David Bruce Tetteh (born 10 August 1985) is a Ghanaian-born former Kyrgyz international footballer who is currently a coach for Dordoi Bishkek.

Career

Club
Born in Ghana, he moved to Central Asia in 2006, playing one season in Tajikistan for Regar-TadAZ Tursunzoda. He moved to neighbouring Kyrgyzstan in 2007, on loan to local giants Dordoi, for whom he signed the following season. In 2008 Tetteh obtained Kyrgyz citizenship, which made him available for the national team five years later. By the end of the 2013 season, Tetteh reached the milestone of scoring at least 100 goals in Kyrgyzstan League and Cup matches.

After nine years with Dordoi Bishkek, Tetteh moved to Bahraini Second Division side Al-Ittihad on 30 September 2016.
In September 2017, Tetteh joined Turkish Regional Amateur League side Tatvan Gençlerbirliği.

In October 2018, Tetteh joined Sheikh Jamal Dhanmondi.

International
Tetteh came to fame in Kyrgyzstan immediately after he made his international debut at the 2014 AFC Challenge Cup qualification tournament.  He scored all of Kyrgyzstan's goals in three consecutive 1–0 victories.

Kyrgyzstan manager Sergey Dvoryankov praised Tetteh, and after one of the matches of the campaign thanked "everyone who gave him Kyrgyz citizenship".

..............................

● **What the task requires**
Name every club that the Tetteh biography says he joined or played for as a player. The entries that follow aren't needed for anything here.

● **Dataset**
..............................

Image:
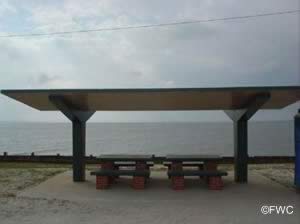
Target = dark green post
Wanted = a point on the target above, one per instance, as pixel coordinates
(78, 119)
(241, 150)
(240, 120)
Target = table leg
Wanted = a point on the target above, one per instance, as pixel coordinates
(215, 182)
(138, 183)
(177, 181)
(110, 166)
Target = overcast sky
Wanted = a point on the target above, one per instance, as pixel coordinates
(253, 52)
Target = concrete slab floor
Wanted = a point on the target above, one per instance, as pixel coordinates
(59, 200)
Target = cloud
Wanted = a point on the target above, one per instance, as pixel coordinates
(256, 52)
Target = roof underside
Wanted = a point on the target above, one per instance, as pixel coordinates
(157, 99)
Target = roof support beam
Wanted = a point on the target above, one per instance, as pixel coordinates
(240, 125)
(297, 151)
(78, 119)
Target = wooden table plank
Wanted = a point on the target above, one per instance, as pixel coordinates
(192, 157)
(125, 157)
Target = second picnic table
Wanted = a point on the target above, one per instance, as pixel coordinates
(207, 165)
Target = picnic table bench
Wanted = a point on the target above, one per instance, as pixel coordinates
(207, 171)
(111, 169)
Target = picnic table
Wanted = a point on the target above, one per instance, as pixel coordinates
(110, 169)
(207, 165)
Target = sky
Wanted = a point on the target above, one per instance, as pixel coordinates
(250, 52)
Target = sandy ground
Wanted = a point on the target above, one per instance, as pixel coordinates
(24, 200)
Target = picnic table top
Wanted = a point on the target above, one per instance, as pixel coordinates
(125, 157)
(192, 157)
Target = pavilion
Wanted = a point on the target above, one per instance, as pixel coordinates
(239, 103)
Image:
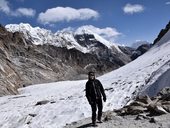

..............................

● **Result of the exercise**
Regar-TadAZ Tursunzoda, Dordoi Bishkek, Al-Ittihad, Tatvan Gençlerbirliği, Sheikh Jamal Dhanmondi